=== RECORDS FOR THIS TASK ===

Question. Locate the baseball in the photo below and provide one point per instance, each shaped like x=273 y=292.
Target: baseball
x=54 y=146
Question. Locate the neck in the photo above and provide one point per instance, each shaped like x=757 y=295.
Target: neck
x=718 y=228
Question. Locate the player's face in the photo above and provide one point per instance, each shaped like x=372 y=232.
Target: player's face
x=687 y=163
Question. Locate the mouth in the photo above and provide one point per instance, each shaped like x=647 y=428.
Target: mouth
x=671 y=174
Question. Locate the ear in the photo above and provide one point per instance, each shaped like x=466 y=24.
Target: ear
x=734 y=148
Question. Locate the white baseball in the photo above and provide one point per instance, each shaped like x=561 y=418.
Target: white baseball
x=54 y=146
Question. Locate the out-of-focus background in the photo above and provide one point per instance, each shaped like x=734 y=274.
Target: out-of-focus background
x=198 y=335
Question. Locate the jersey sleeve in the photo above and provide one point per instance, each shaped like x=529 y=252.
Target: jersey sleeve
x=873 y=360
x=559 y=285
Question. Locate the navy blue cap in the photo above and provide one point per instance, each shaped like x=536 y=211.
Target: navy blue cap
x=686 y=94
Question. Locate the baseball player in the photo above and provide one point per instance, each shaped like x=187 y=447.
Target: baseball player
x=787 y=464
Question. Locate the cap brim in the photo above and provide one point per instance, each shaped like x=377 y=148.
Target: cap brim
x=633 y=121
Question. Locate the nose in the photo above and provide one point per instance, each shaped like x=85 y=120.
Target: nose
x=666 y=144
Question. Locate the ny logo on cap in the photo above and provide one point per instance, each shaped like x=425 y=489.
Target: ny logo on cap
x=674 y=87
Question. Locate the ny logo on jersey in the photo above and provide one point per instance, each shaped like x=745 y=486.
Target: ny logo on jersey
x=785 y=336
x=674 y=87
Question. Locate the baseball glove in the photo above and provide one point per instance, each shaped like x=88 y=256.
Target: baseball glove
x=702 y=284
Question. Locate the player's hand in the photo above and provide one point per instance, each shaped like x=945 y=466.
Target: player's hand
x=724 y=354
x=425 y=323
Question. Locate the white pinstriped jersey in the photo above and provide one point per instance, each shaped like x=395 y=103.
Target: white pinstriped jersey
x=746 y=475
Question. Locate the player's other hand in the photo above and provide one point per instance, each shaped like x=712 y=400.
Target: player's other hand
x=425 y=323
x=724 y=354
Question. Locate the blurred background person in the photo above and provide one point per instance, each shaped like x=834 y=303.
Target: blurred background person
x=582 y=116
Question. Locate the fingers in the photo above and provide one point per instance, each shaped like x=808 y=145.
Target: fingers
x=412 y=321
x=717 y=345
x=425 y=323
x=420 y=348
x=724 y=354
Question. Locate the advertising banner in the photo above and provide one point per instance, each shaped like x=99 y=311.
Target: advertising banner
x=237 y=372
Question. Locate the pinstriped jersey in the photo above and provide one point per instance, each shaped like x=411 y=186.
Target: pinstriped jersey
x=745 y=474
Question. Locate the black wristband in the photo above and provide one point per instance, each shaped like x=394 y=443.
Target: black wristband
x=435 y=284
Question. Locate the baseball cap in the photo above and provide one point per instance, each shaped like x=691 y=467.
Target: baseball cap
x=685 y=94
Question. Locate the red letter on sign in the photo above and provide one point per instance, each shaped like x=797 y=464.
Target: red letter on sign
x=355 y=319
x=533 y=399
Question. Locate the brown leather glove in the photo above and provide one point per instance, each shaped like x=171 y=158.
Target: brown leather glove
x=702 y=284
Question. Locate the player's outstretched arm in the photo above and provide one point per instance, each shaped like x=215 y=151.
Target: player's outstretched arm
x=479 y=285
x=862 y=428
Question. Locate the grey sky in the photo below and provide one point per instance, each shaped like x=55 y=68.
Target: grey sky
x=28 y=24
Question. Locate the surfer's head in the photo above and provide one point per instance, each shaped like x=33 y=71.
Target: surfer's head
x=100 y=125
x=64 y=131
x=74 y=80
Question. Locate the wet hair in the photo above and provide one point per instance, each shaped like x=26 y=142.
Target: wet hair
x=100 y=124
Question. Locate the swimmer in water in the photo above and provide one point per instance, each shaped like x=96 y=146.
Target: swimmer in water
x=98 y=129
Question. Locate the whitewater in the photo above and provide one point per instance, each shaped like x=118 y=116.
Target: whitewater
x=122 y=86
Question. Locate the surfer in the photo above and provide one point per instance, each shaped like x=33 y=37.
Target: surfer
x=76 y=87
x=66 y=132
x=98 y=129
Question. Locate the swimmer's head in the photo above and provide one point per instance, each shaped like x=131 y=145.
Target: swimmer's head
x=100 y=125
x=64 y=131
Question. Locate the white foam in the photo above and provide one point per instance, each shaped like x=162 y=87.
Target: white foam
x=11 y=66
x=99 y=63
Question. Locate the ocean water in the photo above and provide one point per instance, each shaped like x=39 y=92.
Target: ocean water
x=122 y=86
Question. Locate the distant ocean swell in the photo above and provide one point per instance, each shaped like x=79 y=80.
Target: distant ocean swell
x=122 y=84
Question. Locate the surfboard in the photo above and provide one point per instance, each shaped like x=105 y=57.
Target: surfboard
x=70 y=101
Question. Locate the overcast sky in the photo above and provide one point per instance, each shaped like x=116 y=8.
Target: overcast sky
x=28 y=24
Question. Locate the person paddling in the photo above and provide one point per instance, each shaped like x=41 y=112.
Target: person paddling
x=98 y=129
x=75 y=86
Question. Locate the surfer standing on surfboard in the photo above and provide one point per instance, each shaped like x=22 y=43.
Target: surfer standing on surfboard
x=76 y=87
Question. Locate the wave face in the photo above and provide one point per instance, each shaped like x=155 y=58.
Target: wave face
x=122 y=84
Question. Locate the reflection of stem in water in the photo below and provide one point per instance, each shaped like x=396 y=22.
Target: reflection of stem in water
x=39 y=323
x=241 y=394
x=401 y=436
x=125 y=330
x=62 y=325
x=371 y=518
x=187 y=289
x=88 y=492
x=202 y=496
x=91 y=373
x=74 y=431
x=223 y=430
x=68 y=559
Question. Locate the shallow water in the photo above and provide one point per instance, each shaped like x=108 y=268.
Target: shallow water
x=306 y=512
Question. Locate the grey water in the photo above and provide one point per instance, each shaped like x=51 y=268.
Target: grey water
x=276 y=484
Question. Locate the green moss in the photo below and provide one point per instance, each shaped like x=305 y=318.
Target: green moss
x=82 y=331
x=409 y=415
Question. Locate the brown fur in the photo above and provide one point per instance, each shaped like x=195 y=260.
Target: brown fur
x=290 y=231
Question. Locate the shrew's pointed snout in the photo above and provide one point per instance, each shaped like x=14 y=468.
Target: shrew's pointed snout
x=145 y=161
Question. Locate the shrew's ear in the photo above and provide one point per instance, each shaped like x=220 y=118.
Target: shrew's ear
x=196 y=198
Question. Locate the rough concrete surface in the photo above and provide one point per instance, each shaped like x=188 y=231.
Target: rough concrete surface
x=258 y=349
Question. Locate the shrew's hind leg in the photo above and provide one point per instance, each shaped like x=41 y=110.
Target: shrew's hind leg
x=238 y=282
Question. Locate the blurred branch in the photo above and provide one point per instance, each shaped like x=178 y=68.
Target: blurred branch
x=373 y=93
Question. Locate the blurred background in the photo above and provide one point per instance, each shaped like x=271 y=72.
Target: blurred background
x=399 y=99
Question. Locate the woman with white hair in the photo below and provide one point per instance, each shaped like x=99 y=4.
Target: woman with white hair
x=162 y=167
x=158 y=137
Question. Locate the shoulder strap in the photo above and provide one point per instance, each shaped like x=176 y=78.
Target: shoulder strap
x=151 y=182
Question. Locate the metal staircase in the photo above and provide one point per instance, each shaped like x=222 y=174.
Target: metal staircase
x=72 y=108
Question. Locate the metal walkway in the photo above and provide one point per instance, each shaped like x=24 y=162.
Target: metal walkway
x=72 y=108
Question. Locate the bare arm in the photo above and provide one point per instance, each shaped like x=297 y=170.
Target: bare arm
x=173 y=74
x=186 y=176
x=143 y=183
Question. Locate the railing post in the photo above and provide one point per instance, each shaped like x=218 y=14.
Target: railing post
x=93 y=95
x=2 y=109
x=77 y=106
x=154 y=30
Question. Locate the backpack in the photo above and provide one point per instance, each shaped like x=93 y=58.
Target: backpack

===

SET PROBLEM
Reproduce word for word the stretch of the items that opens with the line containing "Question. Locate the navy" and closes with the line containing "x=582 y=116", keeping both of those lines.

CORRECT ANSWER
Question. Locate the navy blue cap in the photo above and provide one point per instance, each shaped like x=536 y=211.
Target: navy blue cap
x=686 y=94
Question. Locate the baseball player in the photo above and provide one point per instance, each shaped like x=187 y=447.
Target: baseball player
x=787 y=464
Question. Locate the cap brim in the photo above and provide one point per instance, each shaped like x=377 y=148.
Target: cap brim
x=633 y=121
Question. Locate the nose in the photo above and provide one point per instance, each shaped like x=85 y=120.
Target: nose
x=666 y=144
Question. Locate the ny logo on cap in the photo above and provide one point per instance, each shaped like x=425 y=489.
Target: ny logo on cap
x=674 y=87
Question. Locate the ny logo on jersey in the photo above and provide one point per instance, each shaped like x=745 y=486.
Target: ny logo on jersey
x=785 y=336
x=674 y=87
Question. Locate the baseball glove in the photo above and provide one point per instance, each shaped like x=88 y=256.
Target: baseball glove
x=702 y=284
Question. Locate the player's hand in the photo above and provide one point per instance, each shaped like x=945 y=466.
Target: player's hand
x=724 y=354
x=425 y=323
Question. Locate the white pinstriped jersey in the photo above and provide one point per instance, each shaped like x=395 y=103.
Target: white pinstriped jersey
x=746 y=475
Question. Locate the player's other hand in the photo above and provide one point per instance, each shaped like x=712 y=400.
Target: player's other hand
x=425 y=323
x=724 y=354
Question. Locate the blurred background person in the photo above and provide one point per instance, each shaped like x=834 y=303.
Target: blurred background person
x=582 y=116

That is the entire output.